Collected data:
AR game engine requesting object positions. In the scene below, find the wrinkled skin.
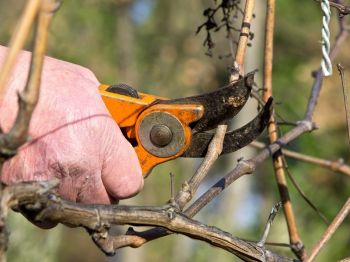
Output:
[0,47,143,204]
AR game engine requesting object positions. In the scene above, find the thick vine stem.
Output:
[11,186,293,261]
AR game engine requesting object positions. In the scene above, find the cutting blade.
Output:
[182,97,273,157]
[157,72,255,134]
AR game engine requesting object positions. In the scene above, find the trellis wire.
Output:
[321,0,332,76]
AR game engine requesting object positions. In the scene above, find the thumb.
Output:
[102,123,143,199]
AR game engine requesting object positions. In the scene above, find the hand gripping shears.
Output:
[99,73,272,177]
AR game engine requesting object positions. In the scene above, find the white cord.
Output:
[321,0,332,76]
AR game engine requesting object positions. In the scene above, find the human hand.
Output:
[0,46,143,204]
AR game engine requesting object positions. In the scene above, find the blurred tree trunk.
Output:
[114,0,139,88]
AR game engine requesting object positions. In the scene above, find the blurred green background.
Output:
[0,0,350,262]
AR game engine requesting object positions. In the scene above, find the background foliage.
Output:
[0,0,350,261]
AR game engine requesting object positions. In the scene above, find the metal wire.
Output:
[321,0,332,76]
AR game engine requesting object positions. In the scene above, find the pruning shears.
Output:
[99,73,272,177]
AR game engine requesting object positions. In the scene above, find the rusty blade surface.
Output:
[182,97,273,157]
[157,72,255,134]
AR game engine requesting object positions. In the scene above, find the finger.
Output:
[102,120,143,199]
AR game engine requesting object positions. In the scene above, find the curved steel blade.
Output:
[182,97,273,157]
[157,72,255,134]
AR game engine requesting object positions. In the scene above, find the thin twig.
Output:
[314,0,350,16]
[283,158,329,225]
[0,0,42,101]
[257,202,282,247]
[0,0,58,160]
[250,141,350,176]
[263,0,305,259]
[175,0,255,209]
[306,198,350,262]
[337,64,350,145]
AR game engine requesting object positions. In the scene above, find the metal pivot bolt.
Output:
[150,124,173,147]
[137,111,185,157]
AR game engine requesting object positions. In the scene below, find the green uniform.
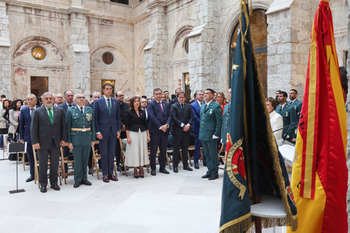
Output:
[66,105,96,183]
[199,101,222,177]
[221,103,231,149]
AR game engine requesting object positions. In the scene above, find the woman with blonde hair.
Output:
[125,96,151,178]
[265,97,283,141]
[216,92,227,115]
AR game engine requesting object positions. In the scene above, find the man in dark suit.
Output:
[94,83,121,183]
[87,91,101,175]
[169,87,182,107]
[115,91,130,171]
[171,91,193,173]
[276,91,299,143]
[199,88,222,180]
[147,88,171,176]
[19,94,37,182]
[30,92,67,193]
[191,90,205,169]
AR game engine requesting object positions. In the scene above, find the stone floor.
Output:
[0,151,282,233]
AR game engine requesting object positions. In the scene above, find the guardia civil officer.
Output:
[199,88,222,180]
[66,94,96,188]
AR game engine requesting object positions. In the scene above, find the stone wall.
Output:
[67,7,90,96]
[0,1,11,98]
[267,0,314,99]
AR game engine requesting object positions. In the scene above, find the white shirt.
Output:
[197,100,203,107]
[270,110,283,141]
[156,100,163,111]
[103,95,112,109]
[77,105,85,114]
[280,102,287,110]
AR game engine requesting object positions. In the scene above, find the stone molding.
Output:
[266,0,294,15]
[72,44,90,53]
[187,23,207,38]
[143,40,157,51]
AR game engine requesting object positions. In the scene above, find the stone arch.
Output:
[11,36,69,98]
[12,36,66,63]
[90,45,134,97]
[168,24,194,60]
[90,44,132,68]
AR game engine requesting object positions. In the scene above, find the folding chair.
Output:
[91,141,117,180]
[32,146,62,189]
[60,143,74,184]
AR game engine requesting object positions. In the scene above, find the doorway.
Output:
[101,79,115,97]
[30,76,49,98]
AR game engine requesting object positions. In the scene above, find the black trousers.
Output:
[38,140,60,187]
[173,131,191,167]
[150,133,168,170]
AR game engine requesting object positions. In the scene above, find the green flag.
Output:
[220,0,297,233]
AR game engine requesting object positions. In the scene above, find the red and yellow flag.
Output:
[288,0,348,233]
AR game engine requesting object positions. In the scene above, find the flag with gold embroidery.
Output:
[220,0,298,233]
[289,0,348,233]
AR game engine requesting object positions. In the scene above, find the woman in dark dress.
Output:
[125,96,151,178]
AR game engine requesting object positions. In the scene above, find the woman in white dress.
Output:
[265,97,283,141]
[125,96,151,178]
[9,100,22,141]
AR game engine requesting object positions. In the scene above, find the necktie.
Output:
[107,99,112,115]
[48,108,53,125]
[158,102,163,112]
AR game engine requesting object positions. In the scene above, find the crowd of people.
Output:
[0,83,301,192]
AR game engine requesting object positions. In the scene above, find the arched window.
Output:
[229,9,267,96]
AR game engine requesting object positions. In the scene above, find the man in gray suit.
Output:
[31,92,67,193]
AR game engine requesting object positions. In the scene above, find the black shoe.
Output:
[40,186,47,193]
[26,176,34,182]
[51,184,61,191]
[151,170,156,176]
[208,175,219,180]
[184,166,193,171]
[202,174,210,179]
[159,168,170,174]
[81,180,92,186]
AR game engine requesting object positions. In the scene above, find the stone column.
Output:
[187,0,220,91]
[346,0,350,230]
[144,0,169,97]
[266,0,313,99]
[67,6,90,96]
[0,0,12,99]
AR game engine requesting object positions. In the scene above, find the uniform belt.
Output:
[70,128,91,132]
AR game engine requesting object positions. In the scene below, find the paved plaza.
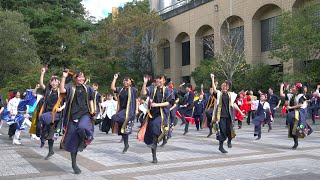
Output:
[0,118,320,180]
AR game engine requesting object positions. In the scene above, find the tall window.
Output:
[202,34,214,59]
[261,16,279,52]
[163,47,170,69]
[230,26,244,51]
[182,41,190,66]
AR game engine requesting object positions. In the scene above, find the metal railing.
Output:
[158,0,193,15]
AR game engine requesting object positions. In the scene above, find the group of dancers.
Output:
[0,68,320,174]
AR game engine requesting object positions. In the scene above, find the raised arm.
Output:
[276,99,282,108]
[60,69,69,94]
[201,84,204,95]
[280,83,286,97]
[110,74,119,92]
[210,73,217,93]
[40,67,46,90]
[32,84,40,97]
[233,103,245,116]
[140,76,148,96]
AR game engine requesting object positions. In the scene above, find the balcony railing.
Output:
[158,0,193,15]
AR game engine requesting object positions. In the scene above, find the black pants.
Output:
[217,117,232,142]
[8,123,17,137]
[247,111,255,124]
[101,115,111,133]
[194,115,203,130]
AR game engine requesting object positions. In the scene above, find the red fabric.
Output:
[281,104,288,114]
[176,111,195,124]
[245,95,251,112]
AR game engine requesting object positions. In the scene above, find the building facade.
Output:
[150,0,306,84]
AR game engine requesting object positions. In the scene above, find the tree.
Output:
[0,0,94,67]
[271,1,320,70]
[0,9,40,93]
[203,21,247,85]
[198,21,248,88]
[234,64,282,93]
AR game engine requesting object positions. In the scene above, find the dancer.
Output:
[280,83,312,149]
[234,91,248,129]
[111,74,139,153]
[4,90,37,145]
[177,83,194,135]
[60,69,95,174]
[193,94,205,131]
[138,75,174,163]
[201,80,218,138]
[101,94,117,134]
[210,74,244,153]
[35,67,64,160]
[4,91,21,140]
[250,93,272,140]
[92,83,103,131]
[267,88,281,132]
[310,92,320,124]
[160,82,179,147]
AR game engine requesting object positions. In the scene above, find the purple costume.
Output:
[61,85,93,153]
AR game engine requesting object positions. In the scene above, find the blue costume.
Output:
[111,87,138,153]
[178,91,194,134]
[193,100,205,130]
[2,90,37,130]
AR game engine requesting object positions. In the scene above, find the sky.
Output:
[81,0,132,20]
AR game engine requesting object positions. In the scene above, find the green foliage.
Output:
[0,9,40,95]
[283,59,320,89]
[191,59,249,89]
[0,0,94,67]
[83,0,163,89]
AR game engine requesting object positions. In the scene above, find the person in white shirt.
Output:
[280,82,313,149]
[101,94,118,134]
[7,91,21,140]
[251,93,273,140]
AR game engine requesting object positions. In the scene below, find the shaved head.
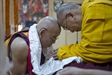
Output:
[57,2,80,20]
[37,16,61,31]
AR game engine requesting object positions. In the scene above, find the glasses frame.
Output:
[63,15,68,30]
[44,28,58,41]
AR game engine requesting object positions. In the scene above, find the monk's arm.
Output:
[11,37,28,75]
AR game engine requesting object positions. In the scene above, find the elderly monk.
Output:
[54,0,112,74]
[5,16,61,75]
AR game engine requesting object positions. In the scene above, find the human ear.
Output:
[65,12,76,20]
[39,29,45,38]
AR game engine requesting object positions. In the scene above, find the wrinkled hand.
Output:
[56,67,83,75]
[44,47,58,61]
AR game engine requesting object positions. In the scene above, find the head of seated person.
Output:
[57,2,82,32]
[36,16,61,48]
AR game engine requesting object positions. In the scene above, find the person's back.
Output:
[5,16,61,75]
[57,0,112,63]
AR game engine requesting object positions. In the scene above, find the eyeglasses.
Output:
[44,28,58,41]
[63,15,68,30]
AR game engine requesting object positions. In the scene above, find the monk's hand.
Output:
[52,49,58,60]
[45,48,58,61]
[56,67,83,75]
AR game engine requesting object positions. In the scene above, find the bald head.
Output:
[37,16,60,30]
[57,2,80,20]
[37,16,61,48]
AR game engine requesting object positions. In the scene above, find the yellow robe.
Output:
[57,0,112,63]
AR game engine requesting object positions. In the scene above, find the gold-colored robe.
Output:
[57,0,112,63]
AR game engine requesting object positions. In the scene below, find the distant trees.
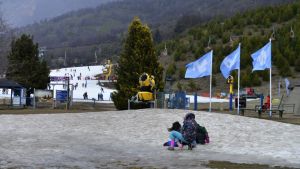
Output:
[161,2,300,87]
[6,34,50,89]
[112,17,163,110]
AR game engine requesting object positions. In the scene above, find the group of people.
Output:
[164,113,209,150]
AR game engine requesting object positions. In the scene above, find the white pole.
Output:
[209,50,213,112]
[237,43,241,115]
[270,39,272,117]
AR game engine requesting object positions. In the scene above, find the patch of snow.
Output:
[0,109,300,168]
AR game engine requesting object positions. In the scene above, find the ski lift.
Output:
[206,37,211,50]
[270,26,275,40]
[290,27,295,38]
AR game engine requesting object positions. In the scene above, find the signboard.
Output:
[50,76,69,81]
[34,89,53,102]
[56,90,68,101]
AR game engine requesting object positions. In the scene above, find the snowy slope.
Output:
[50,66,114,101]
[0,109,300,168]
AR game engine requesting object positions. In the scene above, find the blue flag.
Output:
[185,51,212,78]
[251,41,272,71]
[220,45,241,78]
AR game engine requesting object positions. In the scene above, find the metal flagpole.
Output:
[270,39,272,117]
[209,50,213,112]
[237,43,241,115]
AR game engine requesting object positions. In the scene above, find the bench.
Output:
[240,95,288,118]
[240,105,284,118]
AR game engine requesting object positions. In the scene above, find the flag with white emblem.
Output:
[220,45,241,78]
[185,51,212,78]
[251,41,272,71]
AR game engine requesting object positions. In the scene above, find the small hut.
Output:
[0,79,26,106]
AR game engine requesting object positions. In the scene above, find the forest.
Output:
[162,2,300,87]
[17,0,293,68]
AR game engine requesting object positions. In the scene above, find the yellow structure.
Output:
[102,60,113,80]
[137,73,155,102]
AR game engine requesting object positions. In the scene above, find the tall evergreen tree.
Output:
[112,17,163,110]
[6,34,50,89]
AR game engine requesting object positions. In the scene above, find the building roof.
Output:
[0,79,24,89]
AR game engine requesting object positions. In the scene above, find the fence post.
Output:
[194,93,198,110]
[33,88,36,109]
[128,99,130,110]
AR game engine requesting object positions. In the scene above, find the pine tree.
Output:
[112,17,163,110]
[6,34,50,89]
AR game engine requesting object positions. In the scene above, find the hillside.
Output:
[0,0,113,27]
[158,1,300,91]
[18,0,293,67]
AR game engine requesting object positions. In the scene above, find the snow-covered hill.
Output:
[50,65,114,101]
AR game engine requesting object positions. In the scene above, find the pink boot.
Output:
[168,140,175,150]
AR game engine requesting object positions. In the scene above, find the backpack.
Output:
[182,119,197,143]
[196,124,209,144]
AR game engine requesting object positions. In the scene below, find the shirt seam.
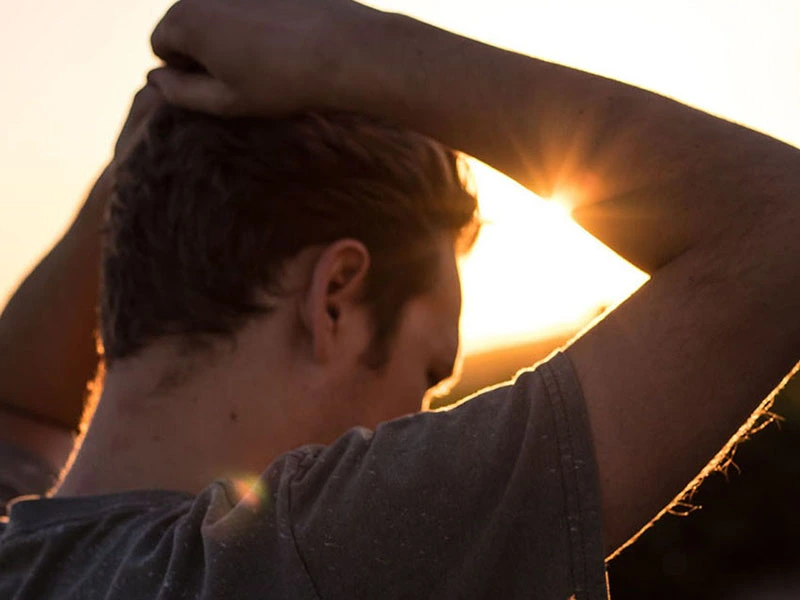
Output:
[286,452,322,600]
[542,357,590,594]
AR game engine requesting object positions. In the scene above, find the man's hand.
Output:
[149,0,370,116]
[145,0,800,553]
[111,84,164,166]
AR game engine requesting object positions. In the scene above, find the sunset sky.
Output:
[0,0,800,351]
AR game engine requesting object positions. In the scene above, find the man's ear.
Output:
[303,239,370,362]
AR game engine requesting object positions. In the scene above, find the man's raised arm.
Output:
[151,0,800,552]
[0,87,161,486]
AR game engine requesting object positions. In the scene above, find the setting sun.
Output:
[0,0,800,360]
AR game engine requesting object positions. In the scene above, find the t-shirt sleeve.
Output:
[288,354,607,600]
[0,442,57,515]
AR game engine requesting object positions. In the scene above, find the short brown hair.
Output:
[100,106,478,368]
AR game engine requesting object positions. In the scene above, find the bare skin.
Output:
[0,86,163,474]
[0,0,800,554]
[145,0,800,554]
[57,237,461,496]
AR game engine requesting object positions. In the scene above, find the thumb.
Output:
[147,67,237,117]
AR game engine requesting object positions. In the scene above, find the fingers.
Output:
[150,0,209,68]
[114,84,164,163]
[147,67,239,117]
[128,83,164,127]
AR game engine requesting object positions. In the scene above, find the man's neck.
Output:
[57,338,328,496]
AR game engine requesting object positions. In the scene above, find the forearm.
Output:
[337,14,800,272]
[0,173,112,430]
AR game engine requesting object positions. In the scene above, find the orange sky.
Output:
[0,0,800,351]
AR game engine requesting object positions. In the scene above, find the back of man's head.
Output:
[100,106,478,368]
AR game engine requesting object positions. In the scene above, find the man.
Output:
[0,0,800,598]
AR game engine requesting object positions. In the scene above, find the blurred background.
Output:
[0,0,800,600]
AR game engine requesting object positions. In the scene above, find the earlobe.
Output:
[303,239,370,363]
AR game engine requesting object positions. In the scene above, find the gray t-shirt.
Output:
[0,354,607,600]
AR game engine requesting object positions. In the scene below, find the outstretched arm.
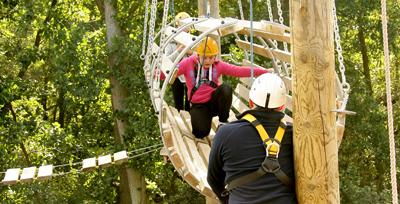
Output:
[219,61,270,77]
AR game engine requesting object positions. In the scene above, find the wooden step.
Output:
[238,28,290,43]
[165,26,197,47]
[181,18,243,37]
[1,168,21,185]
[20,166,37,182]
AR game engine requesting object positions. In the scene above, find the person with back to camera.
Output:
[177,37,268,138]
[207,73,297,204]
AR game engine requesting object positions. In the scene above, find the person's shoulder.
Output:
[217,120,250,135]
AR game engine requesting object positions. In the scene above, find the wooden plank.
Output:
[97,154,112,167]
[179,110,192,132]
[1,168,21,185]
[181,18,243,36]
[37,164,53,180]
[170,108,207,186]
[238,28,290,43]
[197,142,211,166]
[166,108,200,190]
[20,166,37,182]
[82,157,96,171]
[290,0,340,204]
[236,39,291,63]
[113,150,128,164]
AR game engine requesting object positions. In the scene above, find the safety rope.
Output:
[276,0,289,52]
[0,143,163,182]
[145,0,157,71]
[235,0,249,60]
[267,0,274,22]
[170,0,175,16]
[332,4,350,103]
[381,0,398,204]
[250,0,254,81]
[151,0,169,90]
[140,0,149,60]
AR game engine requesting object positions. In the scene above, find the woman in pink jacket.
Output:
[177,37,268,138]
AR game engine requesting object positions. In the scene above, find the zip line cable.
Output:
[250,0,254,84]
[381,0,398,204]
[0,143,163,175]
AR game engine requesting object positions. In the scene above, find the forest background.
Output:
[0,0,400,203]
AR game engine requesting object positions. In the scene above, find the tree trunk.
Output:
[197,0,207,17]
[96,0,146,203]
[290,0,340,204]
[357,22,373,95]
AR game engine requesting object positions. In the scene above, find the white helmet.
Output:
[249,73,286,109]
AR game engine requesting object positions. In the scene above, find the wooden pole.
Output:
[206,0,222,204]
[197,0,207,17]
[290,0,340,204]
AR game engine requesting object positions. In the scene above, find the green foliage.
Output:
[0,0,400,203]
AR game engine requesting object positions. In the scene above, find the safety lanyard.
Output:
[243,113,286,158]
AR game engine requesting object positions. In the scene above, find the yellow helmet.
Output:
[196,37,218,57]
[175,12,190,26]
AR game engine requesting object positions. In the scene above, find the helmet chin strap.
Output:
[264,93,271,108]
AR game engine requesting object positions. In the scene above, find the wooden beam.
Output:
[97,154,112,167]
[236,39,291,63]
[2,168,21,185]
[37,165,53,180]
[290,0,340,204]
[113,150,128,164]
[82,157,97,171]
[238,28,290,43]
[20,166,36,182]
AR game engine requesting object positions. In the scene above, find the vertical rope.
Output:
[140,0,149,60]
[250,0,254,81]
[170,0,175,17]
[381,0,398,204]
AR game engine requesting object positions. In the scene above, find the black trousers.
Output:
[171,79,190,111]
[190,84,232,138]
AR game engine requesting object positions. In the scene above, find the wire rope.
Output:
[381,0,398,204]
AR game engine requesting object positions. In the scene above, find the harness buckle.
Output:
[221,184,231,197]
[262,157,281,174]
[264,138,281,159]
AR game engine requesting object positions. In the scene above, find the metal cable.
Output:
[381,0,398,204]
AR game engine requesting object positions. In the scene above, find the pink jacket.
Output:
[178,55,268,103]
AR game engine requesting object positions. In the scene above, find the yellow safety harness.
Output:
[221,114,293,196]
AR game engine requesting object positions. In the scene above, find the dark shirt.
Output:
[207,108,297,204]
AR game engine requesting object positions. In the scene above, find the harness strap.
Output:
[189,64,218,102]
[221,114,293,196]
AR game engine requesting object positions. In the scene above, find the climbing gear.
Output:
[189,62,218,102]
[249,73,286,109]
[221,113,293,196]
[196,36,218,57]
[381,0,398,203]
[175,12,190,26]
[140,0,149,60]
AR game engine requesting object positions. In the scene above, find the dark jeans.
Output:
[190,84,232,138]
[171,78,190,111]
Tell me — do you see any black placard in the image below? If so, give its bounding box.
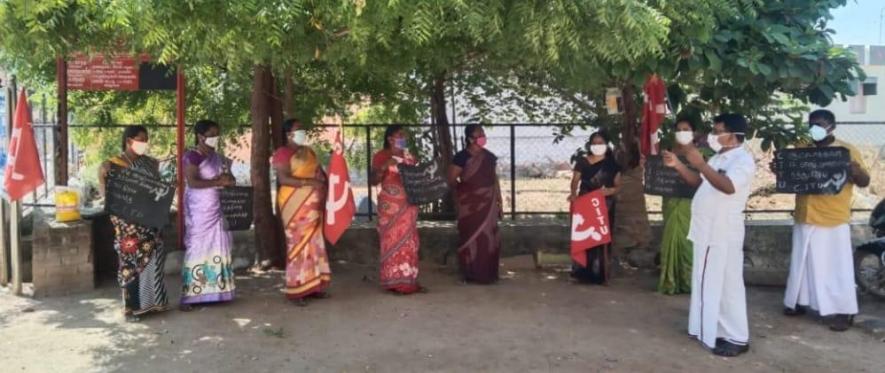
[645,155,697,198]
[138,62,175,91]
[105,167,175,228]
[397,163,449,206]
[774,146,851,194]
[221,186,252,231]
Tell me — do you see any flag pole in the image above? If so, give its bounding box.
[0,85,15,286]
[9,85,20,295]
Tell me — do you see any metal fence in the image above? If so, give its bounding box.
[25,118,885,219]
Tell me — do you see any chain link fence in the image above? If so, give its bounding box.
[25,119,885,219]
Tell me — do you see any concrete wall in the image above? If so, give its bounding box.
[32,220,95,297]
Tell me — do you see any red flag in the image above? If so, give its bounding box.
[323,129,356,244]
[571,190,612,267]
[3,89,44,201]
[639,75,667,155]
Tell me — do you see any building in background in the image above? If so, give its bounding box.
[825,45,885,123]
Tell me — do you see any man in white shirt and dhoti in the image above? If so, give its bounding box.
[663,114,756,356]
[784,110,870,331]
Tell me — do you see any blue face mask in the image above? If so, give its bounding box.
[393,137,406,149]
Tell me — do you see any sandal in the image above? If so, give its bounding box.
[292,298,308,307]
[830,315,854,332]
[784,304,808,316]
[713,340,750,357]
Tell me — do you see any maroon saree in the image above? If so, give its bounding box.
[456,150,501,283]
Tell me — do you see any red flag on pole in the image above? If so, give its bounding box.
[570,190,612,267]
[3,89,44,201]
[323,128,356,244]
[639,75,667,155]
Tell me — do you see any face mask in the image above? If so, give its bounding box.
[130,140,148,155]
[808,124,829,142]
[676,131,694,145]
[707,133,727,153]
[590,144,608,156]
[393,137,406,150]
[206,136,219,149]
[292,130,307,145]
[707,132,744,153]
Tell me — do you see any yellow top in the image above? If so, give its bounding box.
[796,140,867,227]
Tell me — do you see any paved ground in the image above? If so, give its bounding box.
[0,258,885,372]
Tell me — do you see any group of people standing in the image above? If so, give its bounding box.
[658,110,870,356]
[99,119,501,321]
[100,110,870,356]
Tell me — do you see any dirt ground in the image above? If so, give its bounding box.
[0,257,885,372]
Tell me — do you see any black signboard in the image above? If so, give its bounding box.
[105,167,175,228]
[138,62,176,91]
[221,186,252,231]
[774,147,851,194]
[397,163,449,206]
[645,155,697,198]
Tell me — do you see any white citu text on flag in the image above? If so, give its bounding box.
[3,89,44,201]
[323,127,356,244]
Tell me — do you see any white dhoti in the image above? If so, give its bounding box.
[688,238,750,348]
[784,224,857,316]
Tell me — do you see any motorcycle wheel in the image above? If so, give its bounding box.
[854,250,885,299]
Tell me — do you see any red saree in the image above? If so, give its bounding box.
[456,150,501,283]
[372,150,421,294]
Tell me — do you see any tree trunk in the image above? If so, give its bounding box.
[267,73,286,149]
[430,74,455,216]
[612,84,654,267]
[283,70,295,118]
[621,84,639,168]
[250,65,282,269]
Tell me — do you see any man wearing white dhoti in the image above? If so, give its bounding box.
[784,110,870,331]
[664,114,756,356]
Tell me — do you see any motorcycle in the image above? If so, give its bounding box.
[854,200,885,299]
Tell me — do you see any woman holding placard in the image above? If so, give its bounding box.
[568,131,621,284]
[449,124,502,284]
[371,125,426,294]
[98,126,169,321]
[179,120,236,311]
[658,119,697,295]
[271,119,332,306]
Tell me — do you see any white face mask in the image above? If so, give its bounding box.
[707,133,724,153]
[676,131,694,145]
[131,140,148,155]
[590,144,608,156]
[292,130,307,145]
[707,132,744,153]
[206,136,220,149]
[808,124,830,142]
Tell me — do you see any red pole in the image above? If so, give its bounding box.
[55,57,68,185]
[175,67,185,250]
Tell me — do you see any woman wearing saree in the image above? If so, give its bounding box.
[272,119,332,306]
[449,124,501,284]
[568,132,621,284]
[99,126,169,321]
[179,120,236,311]
[658,119,695,295]
[371,125,426,294]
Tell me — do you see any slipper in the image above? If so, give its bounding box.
[713,340,750,357]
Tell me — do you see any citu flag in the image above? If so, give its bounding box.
[570,189,612,267]
[3,89,44,201]
[639,75,667,155]
[323,128,356,244]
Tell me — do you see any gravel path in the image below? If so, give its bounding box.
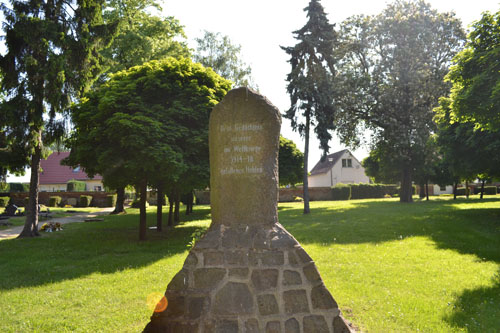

#### [Your task]
Put the rows from the start of the collected data through the line containing "[0,0,350,261]" into a Markdown table with the columns Line and Text, numbering each line in order and leaving out blank lines. Omit the pictures.

#### [Response to this exercise]
| Line | Text |
|---|---|
| 1 | AR game engine requesting object positions. In the scene below, find the wrinkled skin. |
| 2 | Output: |
| 3 | [0,47,143,204] |
| 4 | AR game engine requesting object positions. In the scene above, find the thick vine stem. |
| 5 | Output: |
| 6 | [11,186,293,261] |
| 7 | AR game engine requesting object positions. In the scene above, find the cutting blade. |
| 8 | Output: |
| 9 | [182,97,273,157] |
| 10 | [157,72,255,134] |
| 11 | AR game engine requesting object positions. In the scene above, find the trellis wire. |
| 12 | Output: |
| 13 | [321,0,332,76] |
| 14 | AR game engine requesting object positions. In the scene above, find the thumb. |
| 15 | Output: |
| 16 | [102,123,143,199] |
| 17 | AR game engine requesting object positions. In the scene above, find the hand gripping shears. |
| 18 | Output: |
| 19 | [99,73,272,177] |
| 20 | AR game engine requesting object positions. In the scene above, find the white cord. |
| 21 | Output: |
| 22 | [321,0,332,76] |
| 23 | AR game engine requesting object positions. In the scene above, find the human hand. |
| 24 | Output: |
| 25 | [0,46,143,204] |
| 26 | AR game engine requesting object positions. In the scene above, find the blurred tree trunk. |
| 27 | Output: |
| 28 | [114,0,139,88] |
| 29 | AR game engine requesting object positions. In the scene above, find the blurred green background. |
| 30 | Output: |
| 31 | [0,0,350,262] |
| 32 | AR game engine requesting object positions. In the scene above, find the background foliage. |
| 33 | Output: |
| 34 | [0,0,350,261] |